Start of Excerpt to read

In contrast to Studnicki’s study, the American College of Obstetricians and Gynecologists notes that studies looking at tens of thousands of medication abortions have concluded that “Serious side effects occur in less than 1 percent of patients, and major adverse events—significant infection, blood loss, or hospitalization—occur in less than 0.3 percent of patients. The risk of death is almost non-existent.”
Re-review
Upon receiving a complaint about the quality of Studnicki’s 2021 study, Sage began a review, asking an independent reviewer with statistical expertise to look it over. The reviewer found two of the study’s data figures misleading. “[T]he article’s presentation of the data in Figures 2 and 3 leads to an inaccurate conclusion and that the composition of the cohort studied has problems that could affect the article’s conclusions,” Sage wrote in its retraction notice.
Sage also looked into the concern that the authors had conflicts of interest—finding that they did. All but one of the study’s authors were linked to one or more anti-abortion advocacy organization, despite that they all had declared no conflicts of interest when they submitted the article for publication or in the article itself, Sage noted. Moreover, one of the peer-reviewers—tasked with reviewing the study manuscript and deciding if it was worthy of publication—was also associated with the Charlotte Lozier Institute at the time of the review. Sage determined that the peer review process was compromised and noted that the same reviewer also reviewed two other studies led by Studnicki—the two other studies Sage retracted, one published in 2022 and the other in 2019.
The 2022 study is the other study referenced in the mifepristone legal cases, titled “A Post Hoc Exploratory Analysis: Induced Abortion Complications Mistaken for Miscarriage in the Emergency Room are a Risk Factor for Hospitalization.” This study also had problems with its methodology and conflicts of interest, Sage found.
In all, Sage had two subject-matter experts start a fresh peer review for all three of the studies and concluded they should all be retracted. In the retraction notice, Sage summarized the findings:
In the 2021 and 2022 articles, which rely on the same dataset, both experts identified fundamental problems with the study design and methodology, unjustified or incorrect factual assumptions, material errors in the authors’ analysis of the data, and misleading presentations of the data that, in their opinions, demonstrate a lack of scientific rigor and invalidate the authors’ conclusions in whole or in part. In the 2019 article, which relies on a different dataset, both experts identified unsupported assumptions and misleading presentations of the findings that, in their opinions, demonstrate a lack of scientific rigor and render the authors’ conclusion unreliable.
Studnicki told Retraction Watch that the retractions were “a blatant attempt to discredit excellent research which is incongruent with a preferred abortion narrative.” He also shared a point-by-point rebuttal to findings by Sage’s reviewers.
According to reporting from the conservative news outlet, the Daily Wire, Studnicki was also removed from his position on the editorial board for the Health Services Research and Managerial Epidemiology following the decision to retract the studies late last year.

End of Excerpt to read
Start of Data shown

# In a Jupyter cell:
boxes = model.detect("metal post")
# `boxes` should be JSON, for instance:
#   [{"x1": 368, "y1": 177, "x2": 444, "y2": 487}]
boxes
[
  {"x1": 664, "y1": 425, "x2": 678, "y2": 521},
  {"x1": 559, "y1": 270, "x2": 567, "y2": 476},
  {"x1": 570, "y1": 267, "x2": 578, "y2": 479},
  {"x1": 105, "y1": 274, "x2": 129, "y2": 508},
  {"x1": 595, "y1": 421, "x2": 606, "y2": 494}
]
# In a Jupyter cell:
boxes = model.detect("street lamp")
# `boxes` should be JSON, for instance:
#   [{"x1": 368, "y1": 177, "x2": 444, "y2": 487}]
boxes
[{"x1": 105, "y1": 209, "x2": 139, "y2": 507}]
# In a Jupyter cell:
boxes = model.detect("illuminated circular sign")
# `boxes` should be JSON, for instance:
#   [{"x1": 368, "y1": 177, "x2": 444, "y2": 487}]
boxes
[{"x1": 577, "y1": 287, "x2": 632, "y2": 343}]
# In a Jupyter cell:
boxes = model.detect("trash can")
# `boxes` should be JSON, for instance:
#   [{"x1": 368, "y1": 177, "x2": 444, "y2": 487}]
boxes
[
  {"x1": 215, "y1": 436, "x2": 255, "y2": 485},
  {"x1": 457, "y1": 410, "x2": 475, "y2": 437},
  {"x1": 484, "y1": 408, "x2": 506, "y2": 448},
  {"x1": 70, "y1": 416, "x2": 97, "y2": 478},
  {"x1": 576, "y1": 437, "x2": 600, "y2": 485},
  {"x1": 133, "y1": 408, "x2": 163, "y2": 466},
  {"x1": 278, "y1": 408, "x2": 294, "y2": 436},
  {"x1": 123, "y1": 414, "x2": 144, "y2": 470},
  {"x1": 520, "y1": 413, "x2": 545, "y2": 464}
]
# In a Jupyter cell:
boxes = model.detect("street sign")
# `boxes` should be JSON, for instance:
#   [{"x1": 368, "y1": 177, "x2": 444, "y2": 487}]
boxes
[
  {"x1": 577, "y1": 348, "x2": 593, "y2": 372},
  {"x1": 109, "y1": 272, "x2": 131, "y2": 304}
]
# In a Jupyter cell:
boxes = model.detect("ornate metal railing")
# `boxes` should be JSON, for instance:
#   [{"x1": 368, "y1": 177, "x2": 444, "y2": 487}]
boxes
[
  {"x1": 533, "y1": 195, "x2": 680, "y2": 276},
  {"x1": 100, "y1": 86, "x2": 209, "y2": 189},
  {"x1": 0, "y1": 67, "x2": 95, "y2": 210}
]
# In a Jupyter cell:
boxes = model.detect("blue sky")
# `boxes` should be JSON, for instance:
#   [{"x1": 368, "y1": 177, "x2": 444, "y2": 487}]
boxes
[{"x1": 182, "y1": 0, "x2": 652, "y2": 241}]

End of Data shown

▶ Problem details
Answer these from the text about the Studnicki retractions.
(a) Which figures in the 2021 study did the independent reviewer find misleading?
(b) In which years were the two other retracted Studnicki studies published?
(c) How many subject-matter experts did Sage have conduct a fresh peer review of the three studies?

▶ Written answer
(a) Figures 2 and 3
(b) 2022 and 2019
(c) Two